Free-text object descriptions

++++

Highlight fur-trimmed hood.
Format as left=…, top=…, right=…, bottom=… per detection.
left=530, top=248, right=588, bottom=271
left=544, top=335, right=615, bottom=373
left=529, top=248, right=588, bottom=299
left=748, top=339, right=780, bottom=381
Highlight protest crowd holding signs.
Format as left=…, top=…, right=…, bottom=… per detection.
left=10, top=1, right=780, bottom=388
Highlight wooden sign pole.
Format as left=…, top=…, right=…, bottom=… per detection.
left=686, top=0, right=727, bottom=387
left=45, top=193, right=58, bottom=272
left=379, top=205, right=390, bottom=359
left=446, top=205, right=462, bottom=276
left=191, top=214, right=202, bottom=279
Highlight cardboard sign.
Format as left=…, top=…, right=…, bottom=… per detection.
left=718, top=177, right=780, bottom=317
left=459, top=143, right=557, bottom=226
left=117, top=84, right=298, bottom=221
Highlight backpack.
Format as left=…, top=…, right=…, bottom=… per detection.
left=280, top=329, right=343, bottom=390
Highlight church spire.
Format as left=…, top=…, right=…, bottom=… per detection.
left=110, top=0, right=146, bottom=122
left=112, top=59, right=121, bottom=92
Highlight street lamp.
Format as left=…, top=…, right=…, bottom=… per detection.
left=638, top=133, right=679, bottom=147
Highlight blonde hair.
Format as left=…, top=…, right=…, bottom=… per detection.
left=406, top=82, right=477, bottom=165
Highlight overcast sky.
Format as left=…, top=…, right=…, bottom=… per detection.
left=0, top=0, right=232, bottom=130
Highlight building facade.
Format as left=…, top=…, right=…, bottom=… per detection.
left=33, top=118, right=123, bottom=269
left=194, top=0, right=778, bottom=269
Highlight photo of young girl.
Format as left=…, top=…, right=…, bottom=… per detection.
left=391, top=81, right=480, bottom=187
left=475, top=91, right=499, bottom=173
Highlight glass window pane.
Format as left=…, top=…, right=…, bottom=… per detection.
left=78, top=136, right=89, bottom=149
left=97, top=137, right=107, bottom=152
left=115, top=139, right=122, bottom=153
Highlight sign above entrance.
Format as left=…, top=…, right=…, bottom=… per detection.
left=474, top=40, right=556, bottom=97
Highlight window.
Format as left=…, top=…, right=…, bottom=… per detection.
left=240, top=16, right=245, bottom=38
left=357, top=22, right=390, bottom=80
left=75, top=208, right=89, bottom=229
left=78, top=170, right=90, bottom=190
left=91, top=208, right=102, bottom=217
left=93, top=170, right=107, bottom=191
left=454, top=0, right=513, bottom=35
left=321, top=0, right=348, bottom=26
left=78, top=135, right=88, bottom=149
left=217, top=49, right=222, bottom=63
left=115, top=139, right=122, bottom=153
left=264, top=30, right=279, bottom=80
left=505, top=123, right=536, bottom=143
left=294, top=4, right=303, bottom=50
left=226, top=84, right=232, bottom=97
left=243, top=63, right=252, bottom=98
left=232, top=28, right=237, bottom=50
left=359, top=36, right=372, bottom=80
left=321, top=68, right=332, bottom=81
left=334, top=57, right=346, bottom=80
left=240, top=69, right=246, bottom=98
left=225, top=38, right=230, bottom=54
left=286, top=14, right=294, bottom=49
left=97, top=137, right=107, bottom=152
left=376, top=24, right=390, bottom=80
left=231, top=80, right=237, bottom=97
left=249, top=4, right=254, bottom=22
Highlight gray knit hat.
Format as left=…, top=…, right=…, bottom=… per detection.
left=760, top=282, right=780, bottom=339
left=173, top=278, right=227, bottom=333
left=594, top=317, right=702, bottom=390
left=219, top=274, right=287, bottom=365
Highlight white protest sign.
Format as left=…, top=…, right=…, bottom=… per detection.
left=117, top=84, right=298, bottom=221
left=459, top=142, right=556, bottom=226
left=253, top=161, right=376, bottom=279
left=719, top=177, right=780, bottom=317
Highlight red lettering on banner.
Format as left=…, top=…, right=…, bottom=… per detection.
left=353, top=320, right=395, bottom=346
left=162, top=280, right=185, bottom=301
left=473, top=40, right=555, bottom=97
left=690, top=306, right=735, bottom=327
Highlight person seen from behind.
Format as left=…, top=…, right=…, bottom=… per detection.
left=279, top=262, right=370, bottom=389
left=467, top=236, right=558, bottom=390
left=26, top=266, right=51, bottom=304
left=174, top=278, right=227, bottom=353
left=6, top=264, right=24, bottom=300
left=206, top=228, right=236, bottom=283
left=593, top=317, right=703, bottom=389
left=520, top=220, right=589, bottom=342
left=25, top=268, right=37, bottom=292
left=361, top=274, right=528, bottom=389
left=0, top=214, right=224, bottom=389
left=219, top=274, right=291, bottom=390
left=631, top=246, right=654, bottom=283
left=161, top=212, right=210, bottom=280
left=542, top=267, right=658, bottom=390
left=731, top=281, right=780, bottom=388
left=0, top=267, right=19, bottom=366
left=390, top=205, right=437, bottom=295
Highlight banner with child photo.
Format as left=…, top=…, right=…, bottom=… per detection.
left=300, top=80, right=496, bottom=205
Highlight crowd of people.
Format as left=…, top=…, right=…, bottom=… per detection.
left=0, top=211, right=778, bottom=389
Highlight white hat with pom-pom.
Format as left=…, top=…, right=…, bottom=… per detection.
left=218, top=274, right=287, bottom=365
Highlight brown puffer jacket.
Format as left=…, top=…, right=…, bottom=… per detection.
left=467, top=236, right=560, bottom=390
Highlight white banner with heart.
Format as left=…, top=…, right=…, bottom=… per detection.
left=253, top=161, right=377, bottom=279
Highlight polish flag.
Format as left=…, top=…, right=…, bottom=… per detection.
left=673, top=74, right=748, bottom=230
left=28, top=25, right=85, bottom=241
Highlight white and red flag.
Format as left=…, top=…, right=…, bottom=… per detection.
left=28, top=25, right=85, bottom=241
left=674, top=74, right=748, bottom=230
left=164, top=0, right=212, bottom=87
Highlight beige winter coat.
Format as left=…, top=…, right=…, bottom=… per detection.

++++

§ Work instruction
Extract, please, the lines from the start of the entries above through the one with "Highlight wooden sign pole.", both included, reproducing each exactly and adding nothing.

§ Your solution
Highlight fur-trimmed hood.
Format as left=…, top=…, right=…, bottom=… per detection.
left=530, top=248, right=588, bottom=271
left=544, top=335, right=615, bottom=373
left=529, top=248, right=588, bottom=299
left=748, top=339, right=780, bottom=381
Highlight protest crowd holding signs.
Format as left=…, top=…, right=…, bottom=… per detection.
left=10, top=1, right=780, bottom=388
Highlight wooden sign pole.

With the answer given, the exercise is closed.